Exercise directions:
Each record below should be repeated precisely as written.

The records:
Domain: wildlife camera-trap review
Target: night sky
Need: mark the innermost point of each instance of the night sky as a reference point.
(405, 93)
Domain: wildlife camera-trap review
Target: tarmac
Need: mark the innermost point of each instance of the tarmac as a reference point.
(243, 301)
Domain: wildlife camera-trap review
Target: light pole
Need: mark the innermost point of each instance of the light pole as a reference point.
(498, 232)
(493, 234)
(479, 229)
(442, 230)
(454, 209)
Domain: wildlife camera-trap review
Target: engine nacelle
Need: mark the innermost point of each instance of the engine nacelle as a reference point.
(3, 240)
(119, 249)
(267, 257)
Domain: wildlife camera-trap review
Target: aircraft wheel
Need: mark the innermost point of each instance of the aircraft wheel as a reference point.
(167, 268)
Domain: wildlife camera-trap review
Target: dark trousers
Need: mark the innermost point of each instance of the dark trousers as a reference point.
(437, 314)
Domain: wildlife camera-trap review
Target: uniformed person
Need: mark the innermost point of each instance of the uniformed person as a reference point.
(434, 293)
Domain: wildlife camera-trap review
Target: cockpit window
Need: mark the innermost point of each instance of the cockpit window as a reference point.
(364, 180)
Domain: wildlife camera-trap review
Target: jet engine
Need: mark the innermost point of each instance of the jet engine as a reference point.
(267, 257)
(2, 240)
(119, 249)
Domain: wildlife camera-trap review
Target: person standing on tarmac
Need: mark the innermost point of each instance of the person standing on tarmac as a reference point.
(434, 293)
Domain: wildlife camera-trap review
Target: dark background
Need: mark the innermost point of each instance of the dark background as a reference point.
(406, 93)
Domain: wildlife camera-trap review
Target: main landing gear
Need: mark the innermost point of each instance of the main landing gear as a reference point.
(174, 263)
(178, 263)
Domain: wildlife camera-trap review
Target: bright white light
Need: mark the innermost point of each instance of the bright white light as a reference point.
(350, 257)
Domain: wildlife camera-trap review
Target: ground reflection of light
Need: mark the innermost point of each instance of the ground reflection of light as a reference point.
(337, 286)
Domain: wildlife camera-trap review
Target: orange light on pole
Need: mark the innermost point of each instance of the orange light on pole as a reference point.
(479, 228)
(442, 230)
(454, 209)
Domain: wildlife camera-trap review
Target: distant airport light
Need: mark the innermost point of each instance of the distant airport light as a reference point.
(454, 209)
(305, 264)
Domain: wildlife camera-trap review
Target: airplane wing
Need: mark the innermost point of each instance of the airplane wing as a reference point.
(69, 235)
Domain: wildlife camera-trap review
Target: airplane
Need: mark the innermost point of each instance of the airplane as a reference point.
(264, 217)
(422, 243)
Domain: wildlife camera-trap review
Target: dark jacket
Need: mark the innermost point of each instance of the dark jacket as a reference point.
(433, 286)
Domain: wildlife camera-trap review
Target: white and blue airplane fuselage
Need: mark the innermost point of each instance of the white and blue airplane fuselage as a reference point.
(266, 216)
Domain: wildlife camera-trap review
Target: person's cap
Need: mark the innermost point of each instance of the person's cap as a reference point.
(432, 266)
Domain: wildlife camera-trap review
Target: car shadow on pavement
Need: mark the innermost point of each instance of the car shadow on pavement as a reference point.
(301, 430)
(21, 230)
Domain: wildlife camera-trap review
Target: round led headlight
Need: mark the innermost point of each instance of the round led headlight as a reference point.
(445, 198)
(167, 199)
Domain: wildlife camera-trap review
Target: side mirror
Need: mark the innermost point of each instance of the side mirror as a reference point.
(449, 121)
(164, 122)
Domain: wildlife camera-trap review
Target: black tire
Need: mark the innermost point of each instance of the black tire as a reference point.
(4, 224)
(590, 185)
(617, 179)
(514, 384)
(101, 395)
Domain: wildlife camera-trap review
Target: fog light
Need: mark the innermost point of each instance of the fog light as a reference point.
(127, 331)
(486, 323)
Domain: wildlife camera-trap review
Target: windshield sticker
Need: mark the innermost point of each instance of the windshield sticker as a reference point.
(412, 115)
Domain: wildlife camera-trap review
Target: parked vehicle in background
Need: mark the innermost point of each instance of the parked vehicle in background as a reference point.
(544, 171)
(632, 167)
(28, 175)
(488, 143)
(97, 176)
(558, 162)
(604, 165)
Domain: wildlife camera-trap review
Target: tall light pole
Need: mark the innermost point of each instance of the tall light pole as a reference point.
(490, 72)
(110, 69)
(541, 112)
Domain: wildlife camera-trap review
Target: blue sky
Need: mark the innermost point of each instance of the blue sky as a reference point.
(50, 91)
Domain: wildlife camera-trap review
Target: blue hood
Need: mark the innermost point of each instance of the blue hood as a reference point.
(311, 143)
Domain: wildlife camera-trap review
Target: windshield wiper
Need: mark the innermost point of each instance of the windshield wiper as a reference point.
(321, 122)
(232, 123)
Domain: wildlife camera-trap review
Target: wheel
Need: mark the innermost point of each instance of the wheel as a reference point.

Answer for this exercise:
Domain: wildlife camera-trap review
Target: night sky
Need: mark the innermost point of each instance of the night sky as a reference point.
(405, 93)
Domain: wildlife camera-trap review
Target: tarmac
Need: mark the innermost point of each instance of the tarmac as a reference point.
(243, 301)
Domain: wildlife camera-trap review
Target: light pole
Need: mark the innermost point of each instance of the light pole as a reference point.
(498, 232)
(493, 234)
(479, 229)
(442, 230)
(454, 209)
Domain: wildlife camera-trap review
Target: engine nacelle
Need: mark the innermost point of each instance of the engine nacelle as a reference point.
(3, 240)
(119, 249)
(267, 257)
Domain: wildlife camera-trap review
Target: aircraft wheel
Need: mark the innermost point of each instance of the aircraft wheel as a reference point.
(167, 268)
Domain: wildlife camera-trap review
Target: dark trousers
Need: mark the innermost point of each instance of the dark trousers as a reference point.
(437, 314)
Domain: wildlife camera-trap review
Target: uniformed person
Need: mark the innermost point of each instance of the uniformed person as a reference point.
(434, 293)
Domain: wildlife camera-trap review
Target: cockpit window
Need: mark the innermost point of each instance of the cockpit window as a reference point.
(364, 180)
Domain: wildlife camera-trap review
Target: jet engine
Need: mark the innermost point of each instance of the jet engine as a reference point.
(267, 257)
(2, 240)
(119, 249)
Domain: wildlife camera-trap review
Target: person standing on tarmac
Need: mark the innermost point of each instance of the person standing on tarmac as a reference point.
(434, 293)
Domain: wildlife camera-trap review
Target: dark background
Need: mark the innermost point of each instance of the dark background as a reference point.
(406, 93)
Domain: wildlife camera-trap review
Target: main landing gear
Need: mark the innermost point of each instance of the main landing gear as a reference point.
(174, 263)
(178, 263)
Domain: wildlife camera-trap review
Target: bright white light
Need: mark the innermost point of each instance of the bright white light as a reference point.
(350, 257)
Domain: wildlife camera-trap review
Target: ground reflection of light
Need: mark the innermost point of each instance of the ground reflection of light as a reference point.
(337, 286)
Domain: wildlife camera-trap review
Target: orange light on pole
Need: mark the innermost point of each instance of the orange light on pole as a reference point.
(479, 228)
(442, 230)
(454, 209)
Domain: wildlife camera-trap review
Target: distant airport light
Need: mark the innermost point of each instance of the distant airport light as a reference point.
(454, 209)
(305, 264)
Domain: wildlife camera-trap review
Target: airplane wing
Need: mark the innermost point of each instance of the airplane wing as a reference point.
(69, 235)
Domain: wildlife camera-trap review
Target: airplane
Need: mark the innermost point of each instance of the airplane as a reference point.
(264, 217)
(422, 243)
Domain: wildlife camera-trap review
Target: dark jacket
Need: mark the innermost point of each instance of the dark jacket as a reference point.
(433, 286)
Domain: wildlife camera-trap review
Target: white and blue airplane fuselage
Need: mark the innermost point of each instance of the white and blue airplane fuselage as a reference point.
(266, 216)
Domain: wildlife camera-trap review
Target: person's cap
Need: mark the innermost point of each instance of the person's cap as a reference point.
(432, 266)
Domain: wildlife camera-trap review
Target: car shadow on pavement
Need: mark the innermost point of each instance of the car shadow on pavement as a reference point.
(301, 430)
(21, 230)
Domain: wildlife camera-trap review
Target: round led headlight
Need: mark the innermost point of each instance of the round led headlight as a reference point.
(445, 198)
(167, 199)
Domain: wildlife camera-trap review
Target: side mirror
Need: mark the innermost point of each instance of the side mirror as a reference point.
(449, 121)
(164, 122)
Domain: wildlife camera-trap review
Target: black tire
Need: mark the innermost point of each instance of the black tire as a reference point.
(4, 224)
(590, 185)
(617, 179)
(514, 384)
(101, 395)
Domain: wildlife camera-trap review
Target: fog light
Need: mark the innermost point of each instance of the fog light as a reference point.
(127, 331)
(486, 323)
Domain: wildlife camera-trap review
Target: windshield sticker
Need: mark the innermost point of each instance of the windshield sticker as a reference point.
(412, 115)
Domain: wildlife camera-trap review
Target: parked vehicle in background
Need: mark the innermost point of each instance of the parked vehicle in background as a reference point.
(544, 171)
(632, 167)
(28, 175)
(488, 143)
(97, 176)
(558, 162)
(604, 165)
Domain: wildlife camera-trap review
Target: tall light pole
Need: mark the innermost point of each instance of the tall light pole as a reference point.
(490, 72)
(110, 69)
(541, 112)
Domain: wildlife camera-trap review
Target: blue sky
Need: mark the innermost point of each instance of the blue sky as a reference point.
(50, 91)
Domain: wildlife camera-trap review
Target: blue hood
Need: mark the innermost point of each instance of the blue hood as a reference point.
(311, 143)
Domain: wildlife camera-trap review
Target: windshield wiper
Need: mark the innermost point of each instance of the windshield wiper as a reference point.
(321, 122)
(232, 123)
Domain: wildlife camera-trap review
Target: wheel
Need: mark the innermost point of each instance of the wheel as a reference point.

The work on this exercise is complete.